## Given exercise 1
Copy the part of the forum thread about the thiosulfate-to-permanganate ratio word for word, starting at "Homework Equations" and ending at "and ( MnO4-)?".
## Given exercise 2
Name every distinct username that posts in the forum thread about the thiosulfate-to-permanganate ratio.

## Passage given
========================================

Why moles of (S2O3 2-) is equal to mol of ( MnO4-) times 5

[mimi88]

Homework Statement

The ratio of KMnO4 to I2 is given by
2 MnO4 - + 16 H+ + 10 I - ⇌ 2 Mn2+ + 5 I2 + 8 H2O
the ratio is 2:5

- The ratio of I2 to S2O3
2- is given by 1 I2 + 2 S2O32- ⇌ 2 I-+ S4O5 2-
the ratio is 1:2

therefore n(S2O3 2- ) = n(MnO4 - ) x 5

Homework Equations

Why the mole of (S2O3 2-) is equal to mol of ( MnO4-) times 5??
Where is the 5 come from?
What is the relationship between (S2O3 2- ) and ( MnO4-)?
Please help me, thanks.

 

[symbolipoint]

Look at each half-reaction! What is necessary to balance the electrons?

 

[symbolipoint]

My thought may have been off-track a little bit. Maybe you do have the reactions that are needed, but the titration is intended to find the excess iodine remaining from the first reaction.

 

[Borek]

My thought may have been off-track a little bit. Maybe you do have the reactions that are needed, but the titration is intended to find the excess iodine remaining from the first reaction.

It is still about following electrons - we use iodine as an intermediate to make the chemistry efficient, but in the end thiosulfate is oxidized by permanganate. This can be written as a single, hypothetical reaction and then the ratio between thiosulfate and permanganate is obvious. The problem is, such reaction doesn't have properties we expect from reactions used in titration - it is either not fast enough, nor specific enough (side reactions are often a problem in such cases).

 

[mimi88]

Thank guys, now it makes more sense to me:)

========================================

## Provided information
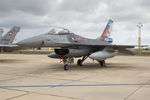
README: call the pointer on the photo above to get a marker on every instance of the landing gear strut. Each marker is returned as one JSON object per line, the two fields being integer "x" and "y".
{"x": 67, "y": 63}
{"x": 80, "y": 61}
{"x": 102, "y": 63}
{"x": 66, "y": 67}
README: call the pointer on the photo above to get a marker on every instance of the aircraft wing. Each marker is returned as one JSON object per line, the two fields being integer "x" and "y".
{"x": 8, "y": 45}
{"x": 120, "y": 48}
{"x": 98, "y": 45}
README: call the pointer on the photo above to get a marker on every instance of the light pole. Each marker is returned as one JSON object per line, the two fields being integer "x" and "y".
{"x": 139, "y": 39}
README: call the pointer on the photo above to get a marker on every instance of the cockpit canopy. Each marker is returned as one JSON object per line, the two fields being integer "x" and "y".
{"x": 59, "y": 31}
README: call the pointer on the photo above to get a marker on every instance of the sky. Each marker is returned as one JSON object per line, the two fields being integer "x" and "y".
{"x": 87, "y": 18}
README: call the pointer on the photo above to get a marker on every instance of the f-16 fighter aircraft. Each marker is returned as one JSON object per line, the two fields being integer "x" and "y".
{"x": 69, "y": 46}
{"x": 1, "y": 33}
{"x": 6, "y": 40}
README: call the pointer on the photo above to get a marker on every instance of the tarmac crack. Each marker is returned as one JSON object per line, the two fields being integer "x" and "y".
{"x": 133, "y": 92}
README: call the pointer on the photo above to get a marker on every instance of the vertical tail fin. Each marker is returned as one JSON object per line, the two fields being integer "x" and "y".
{"x": 106, "y": 34}
{"x": 1, "y": 33}
{"x": 10, "y": 36}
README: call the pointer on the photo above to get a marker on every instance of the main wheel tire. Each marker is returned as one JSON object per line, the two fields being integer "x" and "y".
{"x": 103, "y": 63}
{"x": 79, "y": 62}
{"x": 66, "y": 67}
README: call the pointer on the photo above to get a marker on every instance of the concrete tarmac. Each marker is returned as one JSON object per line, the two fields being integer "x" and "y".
{"x": 37, "y": 77}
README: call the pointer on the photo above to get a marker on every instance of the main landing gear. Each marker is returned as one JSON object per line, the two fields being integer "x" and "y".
{"x": 102, "y": 63}
{"x": 80, "y": 61}
{"x": 69, "y": 60}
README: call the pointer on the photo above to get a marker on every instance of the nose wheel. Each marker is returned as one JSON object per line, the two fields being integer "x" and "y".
{"x": 80, "y": 61}
{"x": 66, "y": 67}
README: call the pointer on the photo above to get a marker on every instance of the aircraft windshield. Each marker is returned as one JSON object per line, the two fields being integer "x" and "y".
{"x": 59, "y": 31}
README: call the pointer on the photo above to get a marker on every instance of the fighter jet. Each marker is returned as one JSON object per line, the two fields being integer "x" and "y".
{"x": 1, "y": 33}
{"x": 68, "y": 46}
{"x": 6, "y": 40}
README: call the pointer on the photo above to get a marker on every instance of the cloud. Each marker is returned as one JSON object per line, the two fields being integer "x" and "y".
{"x": 84, "y": 17}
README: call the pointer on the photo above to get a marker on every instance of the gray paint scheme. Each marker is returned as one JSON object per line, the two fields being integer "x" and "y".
{"x": 1, "y": 33}
{"x": 69, "y": 45}
{"x": 6, "y": 42}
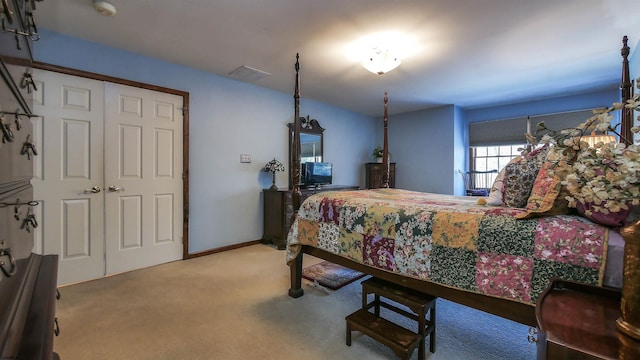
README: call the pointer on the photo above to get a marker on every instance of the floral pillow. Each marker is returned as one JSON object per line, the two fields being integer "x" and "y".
{"x": 547, "y": 196}
{"x": 495, "y": 194}
{"x": 518, "y": 182}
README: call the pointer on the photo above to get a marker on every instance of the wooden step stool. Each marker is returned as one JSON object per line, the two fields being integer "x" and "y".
{"x": 402, "y": 341}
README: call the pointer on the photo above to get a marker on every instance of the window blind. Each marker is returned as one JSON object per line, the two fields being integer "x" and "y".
{"x": 511, "y": 131}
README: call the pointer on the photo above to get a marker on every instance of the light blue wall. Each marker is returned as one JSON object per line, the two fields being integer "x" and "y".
{"x": 600, "y": 98}
{"x": 227, "y": 118}
{"x": 422, "y": 144}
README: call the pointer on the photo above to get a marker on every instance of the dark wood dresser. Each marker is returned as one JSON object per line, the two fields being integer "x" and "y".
{"x": 278, "y": 211}
{"x": 27, "y": 281}
{"x": 374, "y": 175}
{"x": 578, "y": 321}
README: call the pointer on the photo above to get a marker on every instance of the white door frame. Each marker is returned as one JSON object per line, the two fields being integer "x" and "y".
{"x": 185, "y": 133}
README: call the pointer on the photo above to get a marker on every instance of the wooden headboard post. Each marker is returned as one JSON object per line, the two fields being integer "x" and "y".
{"x": 294, "y": 162}
{"x": 626, "y": 137}
{"x": 295, "y": 268}
{"x": 385, "y": 145}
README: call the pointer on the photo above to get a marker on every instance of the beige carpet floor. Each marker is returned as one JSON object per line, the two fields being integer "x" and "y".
{"x": 234, "y": 305}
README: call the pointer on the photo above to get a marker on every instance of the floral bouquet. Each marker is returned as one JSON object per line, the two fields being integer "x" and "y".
{"x": 605, "y": 175}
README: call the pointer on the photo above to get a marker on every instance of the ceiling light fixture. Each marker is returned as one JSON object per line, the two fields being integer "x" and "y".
{"x": 381, "y": 61}
{"x": 104, "y": 7}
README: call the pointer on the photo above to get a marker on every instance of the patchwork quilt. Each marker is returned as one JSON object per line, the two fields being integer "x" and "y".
{"x": 452, "y": 241}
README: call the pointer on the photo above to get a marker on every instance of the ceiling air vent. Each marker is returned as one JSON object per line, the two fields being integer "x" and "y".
{"x": 249, "y": 74}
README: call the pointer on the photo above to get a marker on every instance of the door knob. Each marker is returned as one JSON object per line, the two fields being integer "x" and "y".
{"x": 93, "y": 190}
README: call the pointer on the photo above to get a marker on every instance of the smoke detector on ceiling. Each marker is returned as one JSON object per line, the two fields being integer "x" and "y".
{"x": 104, "y": 7}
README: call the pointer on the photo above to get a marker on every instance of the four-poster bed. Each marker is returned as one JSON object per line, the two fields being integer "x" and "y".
{"x": 323, "y": 213}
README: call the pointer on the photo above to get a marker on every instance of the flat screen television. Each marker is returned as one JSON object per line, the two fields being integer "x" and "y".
{"x": 317, "y": 173}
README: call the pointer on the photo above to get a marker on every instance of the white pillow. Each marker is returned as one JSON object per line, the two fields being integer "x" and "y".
{"x": 495, "y": 195}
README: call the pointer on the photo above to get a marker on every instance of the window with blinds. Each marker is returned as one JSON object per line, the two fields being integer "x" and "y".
{"x": 511, "y": 131}
{"x": 492, "y": 144}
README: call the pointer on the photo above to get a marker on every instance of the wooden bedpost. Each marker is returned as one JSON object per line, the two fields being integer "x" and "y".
{"x": 295, "y": 268}
{"x": 385, "y": 146}
{"x": 626, "y": 136}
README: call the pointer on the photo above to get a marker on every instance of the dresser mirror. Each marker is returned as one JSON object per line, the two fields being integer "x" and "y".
{"x": 311, "y": 134}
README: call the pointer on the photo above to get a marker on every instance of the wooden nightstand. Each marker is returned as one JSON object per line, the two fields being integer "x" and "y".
{"x": 578, "y": 321}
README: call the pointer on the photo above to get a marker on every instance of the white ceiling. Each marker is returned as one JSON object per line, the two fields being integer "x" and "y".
{"x": 471, "y": 53}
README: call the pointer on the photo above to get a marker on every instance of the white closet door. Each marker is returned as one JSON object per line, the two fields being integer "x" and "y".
{"x": 143, "y": 177}
{"x": 68, "y": 174}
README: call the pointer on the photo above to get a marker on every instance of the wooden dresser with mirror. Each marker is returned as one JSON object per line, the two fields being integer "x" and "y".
{"x": 278, "y": 205}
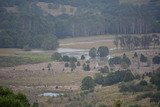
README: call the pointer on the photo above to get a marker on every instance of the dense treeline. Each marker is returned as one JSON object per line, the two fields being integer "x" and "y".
{"x": 136, "y": 42}
{"x": 26, "y": 23}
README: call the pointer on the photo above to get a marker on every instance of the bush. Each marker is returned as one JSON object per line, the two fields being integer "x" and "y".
{"x": 56, "y": 56}
{"x": 156, "y": 59}
{"x": 65, "y": 58}
{"x": 104, "y": 70}
{"x": 50, "y": 43}
{"x": 73, "y": 59}
{"x": 135, "y": 55}
{"x": 98, "y": 78}
{"x": 118, "y": 76}
{"x": 135, "y": 105}
{"x": 78, "y": 63}
{"x": 143, "y": 82}
{"x": 116, "y": 60}
{"x": 66, "y": 64}
{"x": 103, "y": 51}
{"x": 93, "y": 52}
{"x": 155, "y": 97}
{"x": 86, "y": 67}
{"x": 88, "y": 83}
{"x": 143, "y": 58}
{"x": 143, "y": 96}
{"x": 9, "y": 99}
{"x": 82, "y": 57}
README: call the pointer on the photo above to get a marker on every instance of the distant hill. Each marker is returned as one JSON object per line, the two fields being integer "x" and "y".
{"x": 26, "y": 22}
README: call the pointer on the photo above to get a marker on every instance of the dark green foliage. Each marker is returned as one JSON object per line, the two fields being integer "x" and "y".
{"x": 50, "y": 43}
{"x": 135, "y": 55}
{"x": 9, "y": 99}
{"x": 143, "y": 58}
{"x": 135, "y": 105}
{"x": 65, "y": 58}
{"x": 118, "y": 103}
{"x": 72, "y": 65}
{"x": 87, "y": 21}
{"x": 102, "y": 105}
{"x": 27, "y": 48}
{"x": 156, "y": 60}
{"x": 49, "y": 66}
{"x": 155, "y": 79}
{"x": 103, "y": 51}
{"x": 124, "y": 61}
{"x": 93, "y": 52}
{"x": 73, "y": 59}
{"x": 56, "y": 56}
{"x": 143, "y": 82}
{"x": 155, "y": 97}
{"x": 88, "y": 83}
{"x": 82, "y": 57}
{"x": 86, "y": 67}
{"x": 98, "y": 78}
{"x": 105, "y": 69}
{"x": 78, "y": 63}
{"x": 35, "y": 104}
{"x": 115, "y": 60}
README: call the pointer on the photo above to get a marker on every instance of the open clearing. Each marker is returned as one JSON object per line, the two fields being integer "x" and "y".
{"x": 34, "y": 79}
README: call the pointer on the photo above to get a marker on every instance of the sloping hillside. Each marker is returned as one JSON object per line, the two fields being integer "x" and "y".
{"x": 27, "y": 22}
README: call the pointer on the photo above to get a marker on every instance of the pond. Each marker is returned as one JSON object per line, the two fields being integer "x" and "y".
{"x": 51, "y": 94}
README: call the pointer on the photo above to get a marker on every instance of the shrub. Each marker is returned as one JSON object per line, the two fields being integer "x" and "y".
{"x": 56, "y": 56}
{"x": 86, "y": 67}
{"x": 103, "y": 51}
{"x": 98, "y": 78}
{"x": 9, "y": 99}
{"x": 135, "y": 105}
{"x": 66, "y": 64}
{"x": 144, "y": 95}
{"x": 65, "y": 58}
{"x": 87, "y": 83}
{"x": 93, "y": 52}
{"x": 78, "y": 63}
{"x": 73, "y": 59}
{"x": 143, "y": 82}
{"x": 115, "y": 60}
{"x": 82, "y": 57}
{"x": 143, "y": 58}
{"x": 156, "y": 59}
{"x": 104, "y": 70}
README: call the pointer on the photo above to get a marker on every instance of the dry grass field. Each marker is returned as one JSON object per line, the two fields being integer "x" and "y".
{"x": 34, "y": 79}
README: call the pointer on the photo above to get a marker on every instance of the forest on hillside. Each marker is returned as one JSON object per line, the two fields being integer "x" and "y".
{"x": 28, "y": 23}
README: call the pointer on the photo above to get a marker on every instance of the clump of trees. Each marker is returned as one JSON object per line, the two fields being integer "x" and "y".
{"x": 136, "y": 42}
{"x": 102, "y": 51}
{"x": 155, "y": 79}
{"x": 56, "y": 56}
{"x": 50, "y": 43}
{"x": 86, "y": 67}
{"x": 88, "y": 83}
{"x": 9, "y": 99}
{"x": 105, "y": 69}
{"x": 156, "y": 60}
{"x": 143, "y": 58}
{"x": 124, "y": 61}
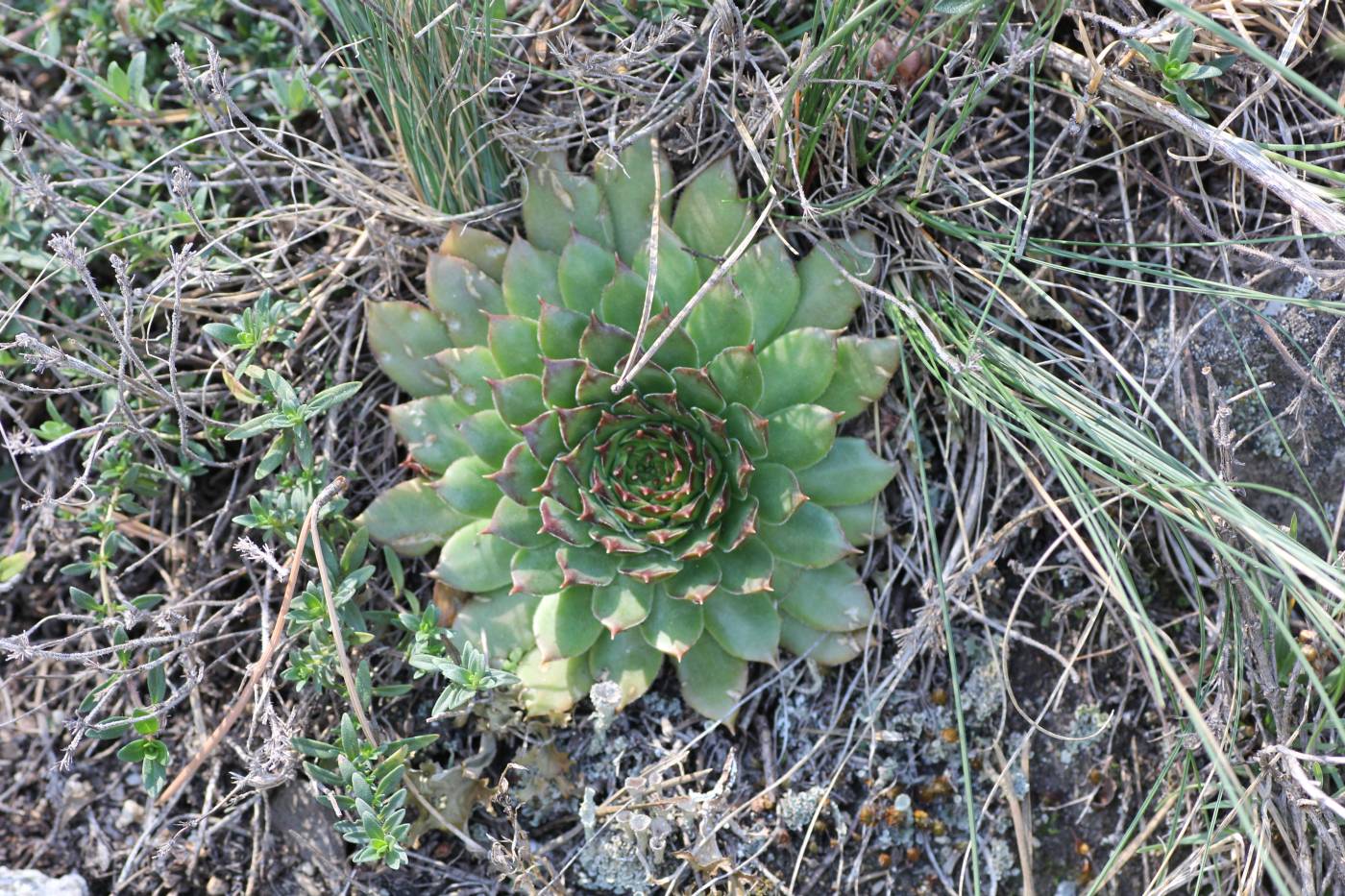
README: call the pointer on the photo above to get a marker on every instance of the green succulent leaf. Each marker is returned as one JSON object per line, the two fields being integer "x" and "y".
{"x": 864, "y": 370}
{"x": 461, "y": 295}
{"x": 410, "y": 519}
{"x": 826, "y": 647}
{"x": 518, "y": 399}
{"x": 748, "y": 569}
{"x": 513, "y": 342}
{"x": 474, "y": 560}
{"x": 800, "y": 436}
{"x": 721, "y": 321}
{"x": 467, "y": 490}
{"x": 796, "y": 369}
{"x": 428, "y": 426}
{"x": 551, "y": 688}
{"x": 501, "y": 621}
{"x": 404, "y": 336}
{"x": 528, "y": 278}
{"x": 767, "y": 278}
{"x": 483, "y": 249}
{"x": 585, "y": 268}
{"x": 628, "y": 661}
{"x": 557, "y": 202}
{"x": 829, "y": 599}
{"x": 777, "y": 493}
{"x": 850, "y": 473}
{"x": 564, "y": 623}
{"x": 534, "y": 572}
{"x": 678, "y": 275}
{"x": 697, "y": 580}
{"x": 861, "y": 523}
{"x": 811, "y": 537}
{"x": 488, "y": 436}
{"x": 713, "y": 681}
{"x": 705, "y": 510}
{"x": 737, "y": 375}
{"x": 672, "y": 624}
{"x": 746, "y": 626}
{"x": 622, "y": 604}
{"x": 628, "y": 183}
{"x": 518, "y": 523}
{"x": 826, "y": 298}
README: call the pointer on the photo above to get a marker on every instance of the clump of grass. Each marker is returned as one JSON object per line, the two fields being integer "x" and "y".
{"x": 428, "y": 64}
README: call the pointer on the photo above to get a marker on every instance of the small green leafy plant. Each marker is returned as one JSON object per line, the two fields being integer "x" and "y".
{"x": 365, "y": 784}
{"x": 1176, "y": 70}
{"x": 147, "y": 750}
{"x": 708, "y": 512}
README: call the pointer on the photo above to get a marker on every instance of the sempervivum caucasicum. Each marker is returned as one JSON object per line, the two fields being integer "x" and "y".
{"x": 709, "y": 512}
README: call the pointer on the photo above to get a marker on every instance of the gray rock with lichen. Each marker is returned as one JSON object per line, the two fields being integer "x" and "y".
{"x": 30, "y": 883}
{"x": 796, "y": 808}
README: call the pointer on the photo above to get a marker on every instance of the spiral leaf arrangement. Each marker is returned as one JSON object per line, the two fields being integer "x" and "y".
{"x": 706, "y": 512}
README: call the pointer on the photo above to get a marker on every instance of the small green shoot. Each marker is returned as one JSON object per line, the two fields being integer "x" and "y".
{"x": 1174, "y": 69}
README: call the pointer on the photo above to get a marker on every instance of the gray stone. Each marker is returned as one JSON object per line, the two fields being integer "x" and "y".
{"x": 30, "y": 883}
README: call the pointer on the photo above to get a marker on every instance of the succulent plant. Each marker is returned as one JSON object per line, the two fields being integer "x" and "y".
{"x": 708, "y": 512}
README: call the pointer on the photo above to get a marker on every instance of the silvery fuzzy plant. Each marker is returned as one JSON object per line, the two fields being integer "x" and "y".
{"x": 708, "y": 513}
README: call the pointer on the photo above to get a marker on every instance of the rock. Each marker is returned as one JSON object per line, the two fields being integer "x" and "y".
{"x": 30, "y": 883}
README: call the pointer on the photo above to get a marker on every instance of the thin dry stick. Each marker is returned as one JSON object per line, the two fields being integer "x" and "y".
{"x": 699, "y": 294}
{"x": 278, "y": 631}
{"x": 1243, "y": 154}
{"x": 655, "y": 225}
{"x": 353, "y": 693}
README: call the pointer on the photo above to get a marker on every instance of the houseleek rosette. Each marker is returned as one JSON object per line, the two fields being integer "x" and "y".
{"x": 709, "y": 512}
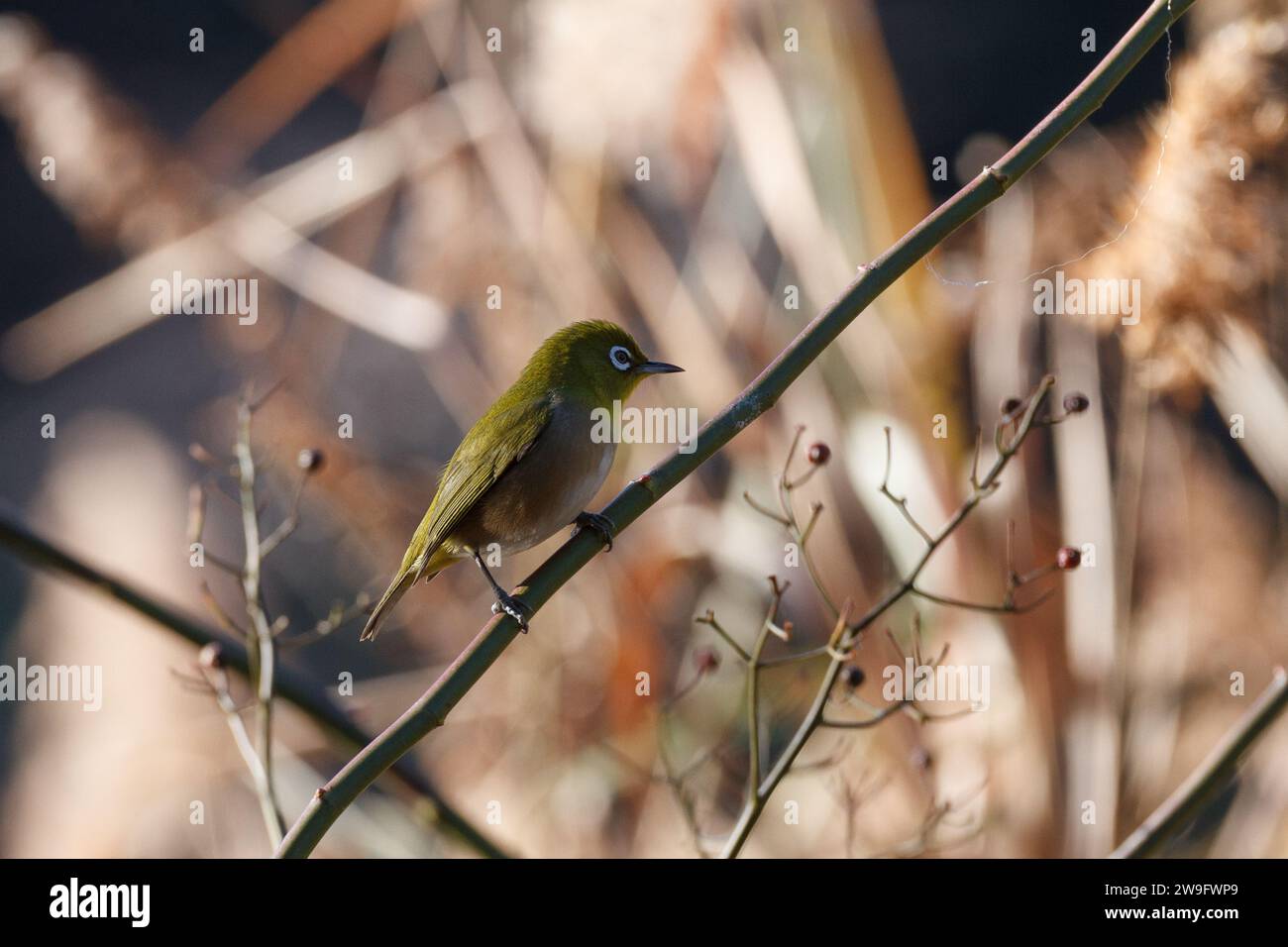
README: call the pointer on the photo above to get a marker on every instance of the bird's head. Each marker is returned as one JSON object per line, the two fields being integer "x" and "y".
{"x": 597, "y": 361}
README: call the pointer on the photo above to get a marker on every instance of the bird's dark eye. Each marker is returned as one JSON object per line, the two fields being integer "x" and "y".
{"x": 621, "y": 357}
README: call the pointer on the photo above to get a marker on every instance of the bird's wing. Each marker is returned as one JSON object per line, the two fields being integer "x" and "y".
{"x": 497, "y": 440}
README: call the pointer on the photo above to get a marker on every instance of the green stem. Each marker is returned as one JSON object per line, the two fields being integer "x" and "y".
{"x": 763, "y": 393}
{"x": 305, "y": 693}
{"x": 1210, "y": 779}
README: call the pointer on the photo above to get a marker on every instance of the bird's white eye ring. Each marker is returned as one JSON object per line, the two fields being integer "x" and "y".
{"x": 621, "y": 357}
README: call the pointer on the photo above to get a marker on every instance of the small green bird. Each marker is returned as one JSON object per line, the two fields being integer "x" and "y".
{"x": 529, "y": 466}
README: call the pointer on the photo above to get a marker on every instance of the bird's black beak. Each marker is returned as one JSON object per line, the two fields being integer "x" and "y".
{"x": 657, "y": 368}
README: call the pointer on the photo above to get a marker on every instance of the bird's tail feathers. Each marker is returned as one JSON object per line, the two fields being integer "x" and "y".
{"x": 397, "y": 589}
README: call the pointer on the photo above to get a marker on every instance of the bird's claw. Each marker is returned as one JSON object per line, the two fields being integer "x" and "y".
{"x": 599, "y": 523}
{"x": 514, "y": 608}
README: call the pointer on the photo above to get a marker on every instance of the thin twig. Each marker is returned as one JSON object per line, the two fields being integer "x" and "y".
{"x": 848, "y": 633}
{"x": 309, "y": 696}
{"x": 261, "y": 642}
{"x": 1212, "y": 775}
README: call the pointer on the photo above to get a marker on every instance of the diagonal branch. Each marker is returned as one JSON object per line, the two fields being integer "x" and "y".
{"x": 1211, "y": 777}
{"x": 307, "y": 694}
{"x": 763, "y": 393}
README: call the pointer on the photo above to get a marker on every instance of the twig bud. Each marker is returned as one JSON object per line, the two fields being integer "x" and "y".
{"x": 706, "y": 660}
{"x": 210, "y": 656}
{"x": 1076, "y": 402}
{"x": 310, "y": 460}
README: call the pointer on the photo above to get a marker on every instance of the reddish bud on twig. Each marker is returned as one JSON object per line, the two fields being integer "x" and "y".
{"x": 706, "y": 660}
{"x": 1076, "y": 402}
{"x": 310, "y": 460}
{"x": 210, "y": 656}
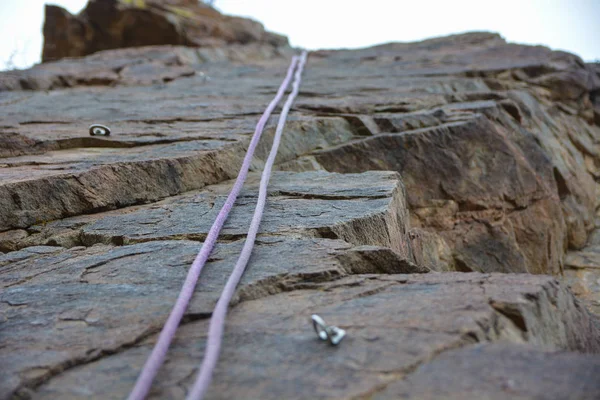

========================================

## Expected output 1
Homework Equations

Why the mole of (S2O3 2-) is equal to mol of ( MnO4-) times 5??
Where is the 5 come from?
What is the relationship between (S2O3 2- ) and ( MnO4-)?

## Expected output 2
mimi88, symbolipoint, Borek